**MATERIAL FOR THIS EXERCISE:**
-=-=-

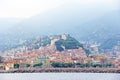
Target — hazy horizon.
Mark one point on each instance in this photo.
(23, 9)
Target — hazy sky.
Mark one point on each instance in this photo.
(28, 8)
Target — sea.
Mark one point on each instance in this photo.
(59, 76)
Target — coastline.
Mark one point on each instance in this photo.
(65, 70)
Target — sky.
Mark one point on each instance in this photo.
(28, 8)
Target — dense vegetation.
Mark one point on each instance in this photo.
(69, 43)
(38, 65)
(81, 65)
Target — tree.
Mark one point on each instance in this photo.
(16, 65)
(27, 65)
(38, 65)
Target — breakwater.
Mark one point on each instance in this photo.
(58, 70)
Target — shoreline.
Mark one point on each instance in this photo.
(65, 70)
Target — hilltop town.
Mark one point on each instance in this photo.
(56, 51)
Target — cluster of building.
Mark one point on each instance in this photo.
(49, 54)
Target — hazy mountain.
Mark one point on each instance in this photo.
(7, 23)
(69, 18)
(88, 22)
(111, 42)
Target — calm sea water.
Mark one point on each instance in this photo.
(60, 76)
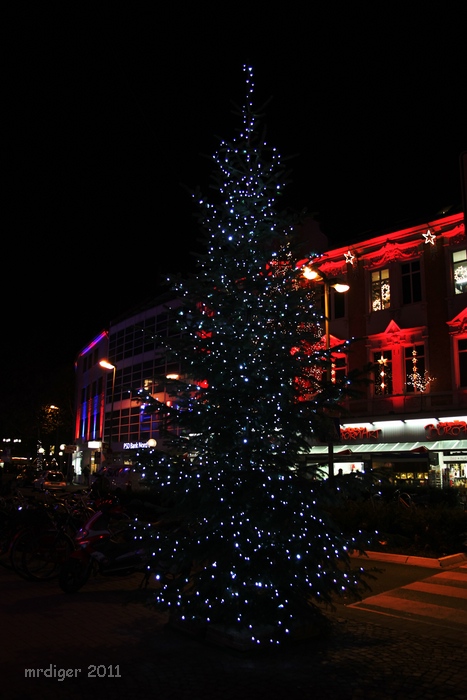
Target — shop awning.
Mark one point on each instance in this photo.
(410, 450)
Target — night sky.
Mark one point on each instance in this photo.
(111, 113)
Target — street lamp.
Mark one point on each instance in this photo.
(312, 273)
(107, 365)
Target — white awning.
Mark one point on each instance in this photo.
(384, 447)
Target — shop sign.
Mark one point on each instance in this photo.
(360, 433)
(448, 429)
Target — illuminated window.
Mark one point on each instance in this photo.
(411, 282)
(459, 269)
(383, 372)
(380, 290)
(339, 367)
(462, 360)
(415, 368)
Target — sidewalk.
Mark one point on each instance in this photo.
(109, 646)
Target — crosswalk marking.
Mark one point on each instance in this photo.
(435, 589)
(439, 598)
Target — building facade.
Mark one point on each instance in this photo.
(110, 420)
(405, 315)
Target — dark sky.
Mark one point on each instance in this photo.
(111, 110)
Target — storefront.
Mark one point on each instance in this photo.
(428, 451)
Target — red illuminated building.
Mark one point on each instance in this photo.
(405, 312)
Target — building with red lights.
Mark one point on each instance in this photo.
(405, 313)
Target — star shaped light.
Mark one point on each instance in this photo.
(429, 237)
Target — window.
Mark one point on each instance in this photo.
(383, 373)
(338, 368)
(459, 269)
(380, 290)
(411, 282)
(415, 374)
(462, 359)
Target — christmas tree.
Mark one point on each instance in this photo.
(255, 549)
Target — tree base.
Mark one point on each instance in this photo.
(242, 639)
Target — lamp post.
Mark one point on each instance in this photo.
(311, 273)
(107, 365)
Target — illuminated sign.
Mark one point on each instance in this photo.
(360, 433)
(451, 429)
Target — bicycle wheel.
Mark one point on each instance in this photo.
(44, 553)
(21, 540)
(73, 575)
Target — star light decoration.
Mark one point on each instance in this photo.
(419, 382)
(382, 373)
(429, 237)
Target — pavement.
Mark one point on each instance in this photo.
(97, 643)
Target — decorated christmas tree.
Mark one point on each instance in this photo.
(254, 549)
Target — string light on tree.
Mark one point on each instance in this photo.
(256, 550)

-=-=-

**WHAT YOU SHOULD DO:**
Convert the records above into a two-column CSV with the headers request and answer. Give each record one row, put its text and its answer in one quoted field each with line breaks replaced by spaces, and leave the pictures out.

**WRITTEN ANSWER:**
request,answer
"Target — hazy horizon. Mark one point on each instance in this photo.","(23, 9)"
"Target — hazy sky. Mark one point on each instance in this photo.","(28, 8)"
"Target — sea. Mark one point on each instance in this photo.","(59, 76)"
"Target — coastline. Mark one point on each instance in this photo.","(65, 70)"
"Target — sky. Mark one point on each instance in this photo.","(28, 8)"
"Target — dense vegetation. Mark one point on each instance in this photo.","(69, 43) (38, 65) (81, 65)"
"Target — tree. Mark one point on each instance in this photo.","(16, 65) (27, 65) (38, 65)"
"Target — breakwater. Mark one point on each instance in this photo.","(58, 70)"
"Target — shoreline. Mark one point on each instance in this photo.","(65, 70)"
"Target — hilltop town. Mark one point on each instance in this photo.","(56, 51)"
"Target — cluster of building. Mark one point on each instance in this photo.","(49, 54)"
"Target — hazy mountain. Mark one point on each instance in this photo.","(7, 23) (69, 18) (88, 22) (111, 42)"
"Target — calm sea water. Mark one point on each instance in this photo.","(60, 76)"
"Target — shop awning. Mark one point on each instance in this photo.","(410, 450)"
"Target — night sky. Mark one point on each instance in this photo.","(111, 113)"
"Target — street lamp. Mark one point on each instance in this photo.","(312, 273) (107, 365)"
"Target — white awning. Mark one point on each instance in this photo.","(384, 447)"
"Target — shop sign. Mark one point on each instance in this photo.","(360, 433) (448, 429)"
"Target — illuminated window. Mark one point on each instance in this photo.","(411, 282) (459, 269) (383, 372) (380, 290) (339, 367) (462, 360) (415, 368)"
"Target — sidewalk. Mark one point on each instance in this photo.","(109, 646)"
"Target — crosswalk marking. Mark one point on each instance in this photo.","(435, 589) (439, 598)"
"Target — building facade. Mark one point on each instance in this photo.","(110, 420) (405, 315)"
"Target — dark sky. Mark one point on each instance in this photo.","(111, 110)"
"Target — storefront. Mark one point on each instance in this photo.","(428, 451)"
"Target — red illuminated building. Mark one point on each instance in this photo.","(405, 312)"
"Target — building with red lights. Mark one point on each instance in this photo.","(405, 313)"
"Target — star shaped light. Mark one point on each instance in this photo.","(429, 237)"
"Target — window. Mark one point on each instance in this photo.","(383, 373) (338, 368) (459, 269) (380, 290) (411, 282) (415, 374) (462, 359)"
"Target — christmas tree. Mark one point on each instance in this photo.","(255, 549)"
"Target — tree base. Mark one point on each instance in this photo.","(242, 639)"
"Target — lamp post. Mark one point on each instance in this photo.","(311, 273) (107, 365)"
"Target — illuminated sign. Mark one point on each instance in this photo.","(360, 433) (451, 429)"
"Target — bicycle wheel. Mark one point on each instance in this photo.","(44, 553) (21, 540) (73, 575)"
"Target — star light decoration. Mark one point on each instance in this photo.","(419, 382) (382, 373) (429, 237)"
"Target — pavement. Mark one point on each instance in this photo.","(97, 643)"
"Target — decorated christmas tree. Mark one point on each instance in this photo.","(254, 549)"
"Target — string light on tree. Mark one point on each instance in this photo.","(256, 550)"